Work request. Output the whole listing below. Keep it exact.

Stored data.

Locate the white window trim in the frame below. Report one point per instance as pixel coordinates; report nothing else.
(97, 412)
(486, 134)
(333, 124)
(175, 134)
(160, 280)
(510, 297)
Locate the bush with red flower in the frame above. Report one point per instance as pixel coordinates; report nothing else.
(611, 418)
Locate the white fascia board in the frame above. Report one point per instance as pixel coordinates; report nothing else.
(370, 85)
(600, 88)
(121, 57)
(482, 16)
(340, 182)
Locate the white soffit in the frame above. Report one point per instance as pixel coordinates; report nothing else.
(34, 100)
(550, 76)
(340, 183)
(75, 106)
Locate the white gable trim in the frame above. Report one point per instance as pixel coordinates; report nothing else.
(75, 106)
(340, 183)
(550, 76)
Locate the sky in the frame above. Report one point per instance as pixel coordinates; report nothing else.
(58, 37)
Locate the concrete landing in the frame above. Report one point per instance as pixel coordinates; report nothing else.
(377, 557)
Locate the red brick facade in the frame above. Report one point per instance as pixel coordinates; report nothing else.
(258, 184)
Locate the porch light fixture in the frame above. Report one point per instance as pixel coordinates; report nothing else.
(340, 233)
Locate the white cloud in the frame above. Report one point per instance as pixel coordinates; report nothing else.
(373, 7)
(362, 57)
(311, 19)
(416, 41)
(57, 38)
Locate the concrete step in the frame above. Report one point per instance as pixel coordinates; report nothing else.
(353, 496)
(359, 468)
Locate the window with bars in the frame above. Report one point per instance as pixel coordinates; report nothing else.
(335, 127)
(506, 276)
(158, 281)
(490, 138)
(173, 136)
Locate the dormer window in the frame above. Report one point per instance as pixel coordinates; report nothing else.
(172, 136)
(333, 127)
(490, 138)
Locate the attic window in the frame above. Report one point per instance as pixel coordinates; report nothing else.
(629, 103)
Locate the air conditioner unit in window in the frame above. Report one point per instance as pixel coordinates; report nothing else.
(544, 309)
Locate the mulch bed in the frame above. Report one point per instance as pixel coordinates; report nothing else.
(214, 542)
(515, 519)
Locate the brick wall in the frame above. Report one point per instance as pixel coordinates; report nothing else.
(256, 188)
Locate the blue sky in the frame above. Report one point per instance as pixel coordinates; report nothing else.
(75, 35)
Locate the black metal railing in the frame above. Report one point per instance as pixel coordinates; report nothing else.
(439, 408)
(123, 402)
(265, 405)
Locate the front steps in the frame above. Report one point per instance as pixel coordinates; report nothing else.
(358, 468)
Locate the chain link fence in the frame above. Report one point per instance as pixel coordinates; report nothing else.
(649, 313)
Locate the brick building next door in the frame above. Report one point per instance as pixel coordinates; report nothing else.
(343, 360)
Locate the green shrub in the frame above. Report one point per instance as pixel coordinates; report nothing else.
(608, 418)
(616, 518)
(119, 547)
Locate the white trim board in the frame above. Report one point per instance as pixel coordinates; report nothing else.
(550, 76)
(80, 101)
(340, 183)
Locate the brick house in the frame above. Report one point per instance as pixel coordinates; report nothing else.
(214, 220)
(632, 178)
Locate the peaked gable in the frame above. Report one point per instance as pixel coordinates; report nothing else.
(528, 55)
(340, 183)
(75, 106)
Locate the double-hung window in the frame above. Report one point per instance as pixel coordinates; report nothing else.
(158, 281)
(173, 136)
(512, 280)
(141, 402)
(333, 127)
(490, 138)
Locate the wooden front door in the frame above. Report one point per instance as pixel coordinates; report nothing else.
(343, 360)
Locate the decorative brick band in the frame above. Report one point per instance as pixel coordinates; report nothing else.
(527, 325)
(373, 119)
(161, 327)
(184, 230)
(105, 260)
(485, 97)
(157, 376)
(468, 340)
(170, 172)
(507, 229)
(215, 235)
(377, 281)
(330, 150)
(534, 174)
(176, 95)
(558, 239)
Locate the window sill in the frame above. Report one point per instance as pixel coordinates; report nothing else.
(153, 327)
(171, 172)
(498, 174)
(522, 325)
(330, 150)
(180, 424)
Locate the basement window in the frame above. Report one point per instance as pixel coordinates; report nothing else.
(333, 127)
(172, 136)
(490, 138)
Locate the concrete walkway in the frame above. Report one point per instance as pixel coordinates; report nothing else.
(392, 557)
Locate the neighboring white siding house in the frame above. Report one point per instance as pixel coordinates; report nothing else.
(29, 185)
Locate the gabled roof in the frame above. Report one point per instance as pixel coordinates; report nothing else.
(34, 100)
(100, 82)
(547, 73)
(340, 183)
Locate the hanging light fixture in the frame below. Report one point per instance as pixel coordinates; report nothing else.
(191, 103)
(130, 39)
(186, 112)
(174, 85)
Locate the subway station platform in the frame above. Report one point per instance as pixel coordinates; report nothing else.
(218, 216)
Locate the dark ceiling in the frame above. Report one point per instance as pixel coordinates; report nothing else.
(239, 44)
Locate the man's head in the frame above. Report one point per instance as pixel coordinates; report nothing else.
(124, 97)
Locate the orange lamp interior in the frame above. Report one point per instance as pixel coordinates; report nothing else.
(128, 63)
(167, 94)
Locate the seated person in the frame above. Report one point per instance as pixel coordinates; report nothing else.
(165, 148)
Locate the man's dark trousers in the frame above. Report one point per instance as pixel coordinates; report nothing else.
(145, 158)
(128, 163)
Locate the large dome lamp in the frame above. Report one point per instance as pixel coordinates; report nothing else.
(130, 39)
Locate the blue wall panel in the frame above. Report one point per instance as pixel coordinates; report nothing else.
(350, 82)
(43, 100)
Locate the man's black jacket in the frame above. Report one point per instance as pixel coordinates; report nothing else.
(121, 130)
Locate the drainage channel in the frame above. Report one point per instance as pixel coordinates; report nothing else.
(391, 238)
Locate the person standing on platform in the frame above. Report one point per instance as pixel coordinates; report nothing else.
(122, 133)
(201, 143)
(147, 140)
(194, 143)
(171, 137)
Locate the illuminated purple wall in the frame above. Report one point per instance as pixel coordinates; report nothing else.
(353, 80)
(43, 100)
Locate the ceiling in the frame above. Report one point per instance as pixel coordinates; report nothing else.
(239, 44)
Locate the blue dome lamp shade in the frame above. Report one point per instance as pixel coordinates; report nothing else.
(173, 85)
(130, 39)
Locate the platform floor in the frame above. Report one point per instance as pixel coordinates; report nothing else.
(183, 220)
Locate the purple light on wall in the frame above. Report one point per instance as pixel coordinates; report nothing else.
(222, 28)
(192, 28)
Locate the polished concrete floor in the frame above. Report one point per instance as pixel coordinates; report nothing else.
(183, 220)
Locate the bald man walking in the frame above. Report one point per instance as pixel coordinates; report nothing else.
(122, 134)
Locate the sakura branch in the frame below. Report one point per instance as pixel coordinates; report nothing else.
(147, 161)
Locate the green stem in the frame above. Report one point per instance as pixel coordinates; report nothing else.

Result.
Locate the white window trim in the frame below. Report one point per instance as pixel coordinates; report nothing else.
(97, 412)
(486, 134)
(333, 124)
(175, 134)
(160, 280)
(510, 297)
Locate the bush with red flower in the frame above. Report one point per instance as pixel coordinates; report nothing else.
(611, 418)
Locate the white fascia board in the frame above. Report one point per instance as pixel coordinates; report nothing else.
(370, 85)
(600, 88)
(121, 57)
(482, 16)
(340, 182)
Locate the white soffit in the frame above. Report one point per instance as pixel coordinates; report nothing else.
(34, 100)
(550, 76)
(340, 183)
(75, 106)
Locate the white gable trim in the frame above. Report one point per instance as pixel coordinates; report nothing else.
(75, 106)
(340, 183)
(550, 76)
Locate the sky in the frame above. Report one point per instance as pixel coordinates; report nothing else.
(58, 37)
Locate the concrete landing in the frame above. Report one point per instance as pixel coordinates; report nothing else.
(377, 557)
Locate the red brick facade in the frame above. Report one point per instance as pixel coordinates; report nothing else.
(258, 184)
Locate the porch light fixture in the frame above. Report one point per instance as pixel coordinates; report nothing else.
(340, 233)
Locate the white cloud in the frame above. Report one point per instance as pixel coordinates; report nothing else.
(373, 7)
(362, 57)
(311, 19)
(416, 41)
(57, 38)
Locate the concrete step in the frame above. Report one point per instance as pixel coordinates; report nothing else.
(353, 496)
(359, 468)
Locate the window with bars in the frame above. Report one point per instance as pixel coordinates; report nothing else.
(335, 127)
(506, 276)
(158, 281)
(490, 138)
(173, 136)
Locate the dormer window in the frame above. Report one point per instance as pixel coordinates; report nothing else.
(172, 136)
(333, 127)
(490, 138)
Locate the attic window in the frame above. Report one point per instance as pixel coordinates; report nothing else.
(629, 103)
Locate the air conditioner unit in window in the frame above. Report one point per instance as pixel coordinates; report nothing else.
(544, 309)
Locate the mulch bed in the frame above. Report one point per instance as pixel coordinates; report nothing else.
(214, 542)
(515, 519)
Locate the brick wall in the frame above. Report one point per instance as pixel coordinates; report nothing else.
(256, 188)
Locate the blue sky in the frame above. Report one point per instance as pixel coordinates; report nothing else.
(75, 35)
Locate the black metal railing in the frame above. Report one point per instance as pixel coordinates; report nothing else.
(439, 408)
(123, 402)
(265, 405)
Locate the front steps in the frame above. Report one point per instance as pixel coordinates; report nothing else.
(358, 468)
Locate the chain link fence in the frame above. Report one point per instance as pixel coordinates; report nothing else.
(649, 313)
Locate the brick building next door in the frame above. Report one point per instance as pixel coordinates; report nothing else.
(343, 360)
Locate the green shrub in the frame above. Report one point per instance as pixel coordinates; report nothing else.
(608, 418)
(616, 518)
(119, 547)
Locate the white trim board in the frame above. Report one point per instance as pixel coordinates; report nothing else.
(550, 76)
(80, 101)
(340, 183)
Locate the brick house in the frame above. Report one point per instance as pixel coordinates; report nothing else.
(214, 220)
(632, 178)
Locate the peaked gable in the frame above. Report one point per instance as pixel coordinates; report nothing else.
(528, 55)
(340, 183)
(75, 106)
Locate the double-hung window in the frame above. Report one point per instance as pixel coordinates; report nothing else.
(158, 281)
(173, 136)
(512, 280)
(141, 402)
(333, 127)
(490, 138)
Locate the wooden front door in the frame above. Report one point per instance as pixel coordinates; report nothing else.
(343, 360)
Locate the decorative brick band in the frame above. Report one point per instance as pixel coordinates; report nothing else.
(527, 325)
(373, 119)
(161, 327)
(184, 230)
(105, 260)
(485, 97)
(157, 376)
(468, 340)
(170, 172)
(507, 229)
(215, 235)
(377, 281)
(330, 150)
(534, 174)
(176, 95)
(558, 239)
Locate the window sill in the frame above. Report one point per instance as pixel coordinates; report nothing else.
(153, 327)
(171, 172)
(498, 174)
(522, 325)
(330, 150)
(180, 424)
Locate the basement window in the frame above. Report one point per instance as pixel coordinates; report nothing else.
(333, 127)
(172, 136)
(490, 138)
Locate the concrete walkway in the frame above. Report one point per instance as pixel coordinates; report nothing else.
(392, 557)
Locate the neighboring white siding house in the frame above. Report one point per instance as pixel coordinates; report nothing else.
(29, 185)
Locate the gabled roof in the frame above. Report one point per instance as pixel coordinates; report nothing else.
(34, 100)
(100, 82)
(547, 73)
(340, 183)
Locate the hanging light fixture in the frame below. Report one point per instance as pixel coordinates; report nothing else.
(191, 103)
(130, 39)
(186, 112)
(174, 85)
Locate the subway station platform in the frame above. Report one point per instance as pixel coordinates; report nothing else.
(218, 216)
Locate the dark ceiling in the frame above. Report one point per instance as pixel coordinates; report nothing else.
(239, 44)
Locate the man's head in the frame above. Report one point per instance as pixel coordinates; report nothing else.
(124, 97)
Locate the orange lamp interior in the frame above. Report one point per instance as pixel coordinates; report nothing else.
(128, 63)
(167, 94)
Locate the seated person in the frame above. Report one point per instance as pixel coordinates; report nothing else.
(165, 148)
Locate the man's dark trousers in the frame above. Report one point per instance as pixel coordinates; report nothing else.
(145, 158)
(128, 163)
Locate the large dome lamp in the frame above. Report one point per instance as pixel coordinates; report nothing else.
(130, 39)
Locate the blue wall panel in the frame above. Report one point per instance as pixel coordinates; report nothing else.
(350, 82)
(43, 100)
Locate the man's black jacket in the frame above. Report one point per instance as pixel coordinates; report nothing else.
(121, 130)
Locate the drainage channel in the frame above. Report one point per instance as pixel coordinates; report nothing else.
(391, 238)
Locate the person standing on platform in the frame above. Report one point per instance as pixel coordinates; report nothing else.
(122, 133)
(201, 143)
(147, 140)
(194, 143)
(171, 137)
Locate the illuminated purple wall in the frame above. Report one point per instance as pixel coordinates; report nothing else.
(353, 80)
(43, 100)
Locate the ceiling in the frame above. Report one point per instance as pixel coordinates; report nothing else.
(239, 44)
Locate the blue dome lamp shade in the frame above. Report one point per instance as pixel coordinates; report nothing else.
(173, 85)
(130, 39)
Locate the platform floor in the frame above. Report one point per instance as pixel coordinates; report nothing else.
(183, 220)
Locate the purple light on wall in the frame above. Report one point per instance as pixel coordinates; report nothing else.
(222, 28)
(192, 28)
Locate the polished concrete floor in the frame above. Report one point per instance as pixel coordinates; report nothing else.
(183, 220)
Locate the bald man walking in the frame above. Report one point per instance as pixel coordinates; report nothing else.
(122, 134)
Locate the sakura branch in the frame below. Report one point per instance as pixel coordinates; report nothing else.
(147, 161)
Locate the green stem in the frame above. Report one point per instance as pixel coordinates; report nothing else.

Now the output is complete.